• _Given request_
Give only the lines from the one containing "necklace in the photo above." through the end of the material below, exactly as written.

• _Supplied data_
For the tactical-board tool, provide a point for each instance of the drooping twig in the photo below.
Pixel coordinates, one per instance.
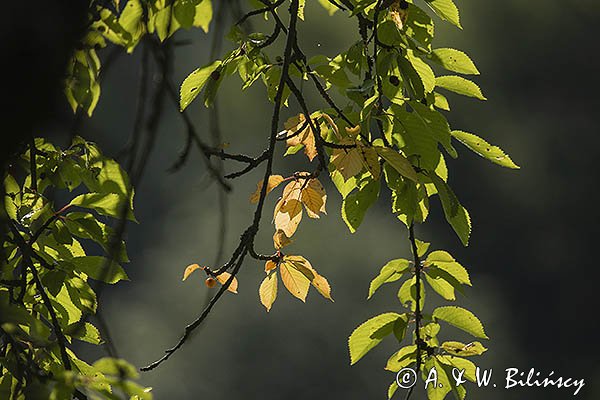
(247, 240)
(26, 253)
(418, 283)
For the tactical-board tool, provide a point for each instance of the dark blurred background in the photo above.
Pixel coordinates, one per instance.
(531, 255)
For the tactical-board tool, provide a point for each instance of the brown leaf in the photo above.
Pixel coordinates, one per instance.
(353, 132)
(318, 281)
(314, 198)
(190, 268)
(268, 290)
(270, 265)
(280, 239)
(274, 181)
(224, 277)
(294, 281)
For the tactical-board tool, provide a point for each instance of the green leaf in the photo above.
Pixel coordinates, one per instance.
(402, 358)
(425, 72)
(390, 272)
(95, 267)
(446, 10)
(193, 84)
(411, 78)
(439, 285)
(116, 367)
(407, 294)
(464, 350)
(369, 334)
(110, 204)
(436, 125)
(447, 263)
(460, 85)
(422, 247)
(184, 12)
(454, 60)
(442, 386)
(462, 319)
(356, 204)
(84, 225)
(327, 5)
(84, 331)
(462, 364)
(456, 215)
(419, 26)
(397, 161)
(479, 146)
(203, 15)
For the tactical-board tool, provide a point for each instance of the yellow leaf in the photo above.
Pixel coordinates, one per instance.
(288, 215)
(295, 281)
(293, 190)
(370, 160)
(332, 124)
(224, 277)
(280, 239)
(270, 265)
(314, 198)
(398, 15)
(353, 132)
(268, 290)
(318, 281)
(398, 162)
(301, 134)
(188, 271)
(274, 181)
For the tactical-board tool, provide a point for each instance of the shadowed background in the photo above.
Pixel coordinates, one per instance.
(531, 255)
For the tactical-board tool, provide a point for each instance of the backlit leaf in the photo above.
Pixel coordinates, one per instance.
(460, 85)
(464, 350)
(314, 198)
(369, 334)
(462, 319)
(193, 84)
(188, 271)
(390, 272)
(453, 60)
(280, 240)
(294, 281)
(492, 153)
(224, 277)
(268, 290)
(398, 162)
(446, 9)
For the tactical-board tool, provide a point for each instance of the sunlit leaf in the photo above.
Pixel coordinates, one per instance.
(188, 271)
(464, 350)
(462, 319)
(224, 277)
(369, 334)
(460, 85)
(492, 153)
(193, 84)
(268, 290)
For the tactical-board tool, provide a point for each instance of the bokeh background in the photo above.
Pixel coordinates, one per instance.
(532, 254)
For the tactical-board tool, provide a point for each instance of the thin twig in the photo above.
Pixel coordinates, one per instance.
(247, 240)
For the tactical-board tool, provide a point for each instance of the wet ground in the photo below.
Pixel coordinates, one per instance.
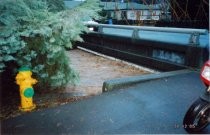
(93, 70)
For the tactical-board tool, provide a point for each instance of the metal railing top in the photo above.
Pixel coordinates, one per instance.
(149, 28)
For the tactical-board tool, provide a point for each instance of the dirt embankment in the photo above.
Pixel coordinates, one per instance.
(93, 70)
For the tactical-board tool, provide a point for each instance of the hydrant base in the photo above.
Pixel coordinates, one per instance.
(27, 109)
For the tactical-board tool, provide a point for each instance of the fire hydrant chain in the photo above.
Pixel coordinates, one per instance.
(25, 82)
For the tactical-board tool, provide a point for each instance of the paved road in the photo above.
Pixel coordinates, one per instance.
(156, 106)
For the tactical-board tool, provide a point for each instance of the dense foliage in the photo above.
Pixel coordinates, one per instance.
(34, 33)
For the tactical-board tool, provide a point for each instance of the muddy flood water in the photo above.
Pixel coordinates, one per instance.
(94, 70)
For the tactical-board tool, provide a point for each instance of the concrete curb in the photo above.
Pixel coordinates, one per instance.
(128, 81)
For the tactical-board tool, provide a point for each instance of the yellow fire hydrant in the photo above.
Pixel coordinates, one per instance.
(25, 82)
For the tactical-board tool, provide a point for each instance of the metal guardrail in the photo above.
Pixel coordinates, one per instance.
(194, 33)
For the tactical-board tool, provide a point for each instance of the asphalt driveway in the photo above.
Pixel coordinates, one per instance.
(153, 106)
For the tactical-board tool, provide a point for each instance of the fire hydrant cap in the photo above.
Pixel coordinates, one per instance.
(29, 92)
(24, 69)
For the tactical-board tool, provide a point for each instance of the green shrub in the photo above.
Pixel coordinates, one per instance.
(34, 33)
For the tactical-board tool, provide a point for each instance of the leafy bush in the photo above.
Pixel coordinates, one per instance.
(34, 34)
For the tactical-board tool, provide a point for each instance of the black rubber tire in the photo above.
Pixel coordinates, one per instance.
(197, 116)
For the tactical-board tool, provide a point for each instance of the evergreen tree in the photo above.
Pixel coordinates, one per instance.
(34, 33)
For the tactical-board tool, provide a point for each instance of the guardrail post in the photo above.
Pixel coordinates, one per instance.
(194, 39)
(135, 34)
(100, 29)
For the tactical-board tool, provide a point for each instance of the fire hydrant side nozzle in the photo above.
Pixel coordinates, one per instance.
(25, 82)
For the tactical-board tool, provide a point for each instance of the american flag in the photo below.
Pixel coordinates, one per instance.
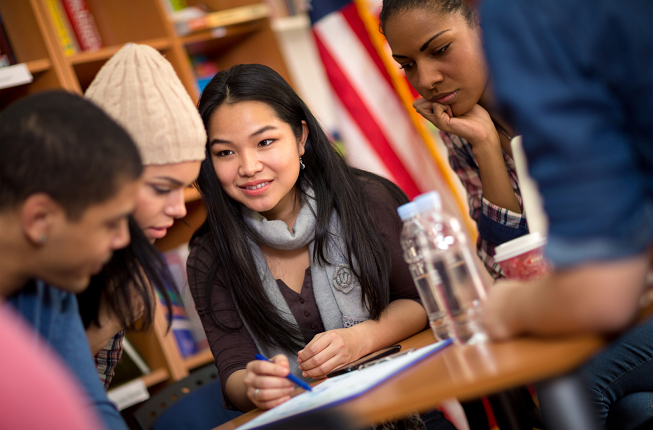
(375, 125)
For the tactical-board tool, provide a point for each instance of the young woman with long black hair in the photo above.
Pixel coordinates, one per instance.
(299, 257)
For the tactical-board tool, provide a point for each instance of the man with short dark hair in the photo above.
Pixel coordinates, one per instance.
(575, 78)
(68, 180)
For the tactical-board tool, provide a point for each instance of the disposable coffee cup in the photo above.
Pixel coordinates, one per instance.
(523, 258)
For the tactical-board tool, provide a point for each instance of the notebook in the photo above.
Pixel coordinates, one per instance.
(345, 387)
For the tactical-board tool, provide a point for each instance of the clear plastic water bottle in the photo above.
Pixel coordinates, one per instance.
(414, 258)
(459, 289)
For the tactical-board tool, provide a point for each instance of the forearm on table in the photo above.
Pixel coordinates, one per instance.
(237, 391)
(598, 297)
(495, 182)
(401, 319)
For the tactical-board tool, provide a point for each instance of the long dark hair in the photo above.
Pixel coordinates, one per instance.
(138, 270)
(396, 7)
(336, 186)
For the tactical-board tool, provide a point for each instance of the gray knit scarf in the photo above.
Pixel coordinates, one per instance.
(336, 289)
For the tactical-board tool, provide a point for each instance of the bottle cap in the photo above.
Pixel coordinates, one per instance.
(429, 201)
(518, 246)
(407, 210)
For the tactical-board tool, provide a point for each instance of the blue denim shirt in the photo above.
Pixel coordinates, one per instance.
(576, 80)
(54, 315)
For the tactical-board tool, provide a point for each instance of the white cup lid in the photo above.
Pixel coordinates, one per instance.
(518, 246)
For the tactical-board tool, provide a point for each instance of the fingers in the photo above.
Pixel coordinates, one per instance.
(323, 354)
(266, 382)
(436, 113)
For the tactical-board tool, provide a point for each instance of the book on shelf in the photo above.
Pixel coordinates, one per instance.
(205, 70)
(186, 325)
(223, 18)
(65, 34)
(174, 5)
(83, 24)
(7, 57)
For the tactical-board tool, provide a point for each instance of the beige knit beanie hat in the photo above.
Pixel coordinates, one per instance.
(140, 90)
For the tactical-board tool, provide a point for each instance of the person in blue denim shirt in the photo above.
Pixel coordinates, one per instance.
(68, 181)
(576, 79)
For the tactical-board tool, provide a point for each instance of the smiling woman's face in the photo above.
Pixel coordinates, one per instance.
(441, 54)
(256, 157)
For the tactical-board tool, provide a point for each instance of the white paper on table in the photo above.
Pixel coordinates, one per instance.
(12, 76)
(344, 387)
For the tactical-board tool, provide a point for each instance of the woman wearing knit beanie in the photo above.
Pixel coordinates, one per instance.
(139, 89)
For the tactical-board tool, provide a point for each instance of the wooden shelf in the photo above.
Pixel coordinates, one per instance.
(37, 66)
(156, 377)
(160, 43)
(199, 359)
(222, 37)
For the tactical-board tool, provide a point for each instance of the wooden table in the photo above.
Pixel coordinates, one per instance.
(463, 372)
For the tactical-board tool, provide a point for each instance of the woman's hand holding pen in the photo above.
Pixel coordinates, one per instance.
(475, 125)
(329, 350)
(266, 382)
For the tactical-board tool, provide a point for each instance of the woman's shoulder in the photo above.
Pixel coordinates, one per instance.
(202, 251)
(381, 192)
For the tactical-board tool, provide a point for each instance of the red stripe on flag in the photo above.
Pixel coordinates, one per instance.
(359, 113)
(350, 13)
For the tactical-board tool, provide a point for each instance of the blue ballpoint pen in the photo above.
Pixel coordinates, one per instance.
(293, 378)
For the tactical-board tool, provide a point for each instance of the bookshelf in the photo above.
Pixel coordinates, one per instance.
(33, 38)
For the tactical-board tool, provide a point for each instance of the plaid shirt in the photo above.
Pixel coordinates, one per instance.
(107, 359)
(496, 225)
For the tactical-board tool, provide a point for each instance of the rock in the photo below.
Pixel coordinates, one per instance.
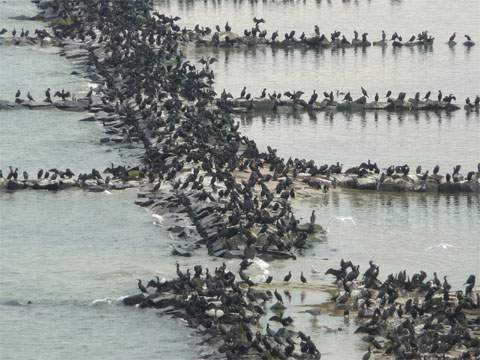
(177, 252)
(133, 300)
(366, 183)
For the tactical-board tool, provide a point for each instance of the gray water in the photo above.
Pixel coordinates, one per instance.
(64, 250)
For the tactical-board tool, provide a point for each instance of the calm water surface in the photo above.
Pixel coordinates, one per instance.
(64, 250)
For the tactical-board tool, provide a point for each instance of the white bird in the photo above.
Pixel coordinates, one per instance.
(215, 313)
(342, 219)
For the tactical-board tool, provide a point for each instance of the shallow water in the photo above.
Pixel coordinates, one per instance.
(424, 138)
(64, 250)
(455, 70)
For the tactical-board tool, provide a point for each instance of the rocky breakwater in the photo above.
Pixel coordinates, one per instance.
(409, 317)
(113, 178)
(226, 308)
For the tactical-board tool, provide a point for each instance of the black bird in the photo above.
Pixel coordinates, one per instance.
(142, 288)
(313, 98)
(47, 96)
(244, 91)
(366, 356)
(470, 284)
(302, 278)
(278, 296)
(364, 92)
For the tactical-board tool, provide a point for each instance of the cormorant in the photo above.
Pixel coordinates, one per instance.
(364, 92)
(302, 278)
(142, 288)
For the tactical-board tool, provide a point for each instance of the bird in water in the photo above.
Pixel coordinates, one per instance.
(302, 278)
(47, 96)
(258, 21)
(364, 92)
(470, 284)
(278, 296)
(244, 91)
(366, 356)
(312, 218)
(142, 287)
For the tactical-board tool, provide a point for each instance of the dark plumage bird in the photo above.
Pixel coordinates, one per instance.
(302, 278)
(470, 284)
(366, 356)
(364, 92)
(313, 98)
(244, 91)
(278, 296)
(142, 288)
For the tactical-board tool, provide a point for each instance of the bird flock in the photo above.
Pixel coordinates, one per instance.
(237, 197)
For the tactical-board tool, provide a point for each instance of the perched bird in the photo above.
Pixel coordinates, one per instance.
(142, 288)
(302, 278)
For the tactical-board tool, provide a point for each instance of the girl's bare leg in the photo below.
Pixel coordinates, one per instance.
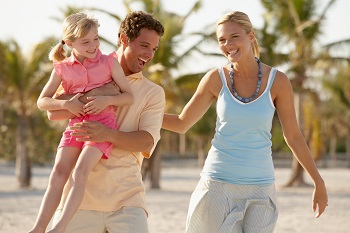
(65, 161)
(88, 158)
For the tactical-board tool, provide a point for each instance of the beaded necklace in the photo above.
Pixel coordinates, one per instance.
(246, 100)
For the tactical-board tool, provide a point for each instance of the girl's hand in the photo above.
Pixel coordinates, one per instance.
(95, 105)
(75, 106)
(319, 199)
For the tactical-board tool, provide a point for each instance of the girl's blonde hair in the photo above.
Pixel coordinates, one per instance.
(243, 20)
(74, 26)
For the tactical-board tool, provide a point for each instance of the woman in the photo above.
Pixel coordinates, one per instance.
(236, 192)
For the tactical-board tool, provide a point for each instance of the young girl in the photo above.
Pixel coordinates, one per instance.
(85, 69)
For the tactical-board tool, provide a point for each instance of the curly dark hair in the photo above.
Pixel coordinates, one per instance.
(135, 21)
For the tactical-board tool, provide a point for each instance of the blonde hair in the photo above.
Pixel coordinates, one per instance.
(74, 26)
(243, 20)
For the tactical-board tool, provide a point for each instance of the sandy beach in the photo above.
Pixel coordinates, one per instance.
(168, 206)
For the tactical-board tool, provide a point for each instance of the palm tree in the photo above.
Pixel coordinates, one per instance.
(22, 78)
(297, 25)
(337, 110)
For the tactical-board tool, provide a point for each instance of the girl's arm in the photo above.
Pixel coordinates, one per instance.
(46, 102)
(295, 140)
(196, 107)
(98, 103)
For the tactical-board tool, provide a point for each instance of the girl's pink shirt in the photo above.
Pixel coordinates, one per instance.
(82, 77)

• _Exercise result_
For the tactical-board tool, provide a point for each instance of the beaded necklace in the photo above.
Pixel coordinates, one per instance.
(246, 100)
For the tactical-board tool, provide a point for each instance of the girl's hand in the photo above.
Pixel coordinates, one per instance.
(95, 105)
(75, 106)
(319, 199)
For the tactical-board tool, provide a point for each instance of the girl's blonde hair in the photo above.
Pixel coordinates, one per instance.
(243, 20)
(74, 26)
For the tactical-board tool, provide a point for each instance of the woman in the photo above.
Pixel coordinates, one per instance.
(236, 192)
For the tactical-board tool, provide a point for each instance of the young girl in the photo above.
Pixel coordinates, one per instance.
(85, 69)
For the tactical-board tool, provide a point for each instance of the curly dark hair in the photo above.
Pixel coordinates, one per instance.
(135, 21)
For the tactical-board tool, provide a point for each instance of the blonde hair in the photo above.
Pixel coordinates, one per instance.
(74, 26)
(243, 20)
For the tactical-board tool, provide a point for each instance of the sandy beach in the photo above.
Pixel coordinates, one per instance.
(168, 206)
For the tactical-board tool, provide a point for each instance of the palm tree in the photo above.
Pixel coordinates, one per instance.
(22, 78)
(297, 25)
(337, 110)
For the tactical-board tool, provide a point for each instance of the girl's arm in the photo above.
Pixel coordinates, one per instance.
(46, 102)
(295, 140)
(196, 107)
(98, 103)
For the tactical-board tool, provide a point for each instance of the girl's pink shirt in the photo above.
Pixel coordinates, one per instance.
(82, 77)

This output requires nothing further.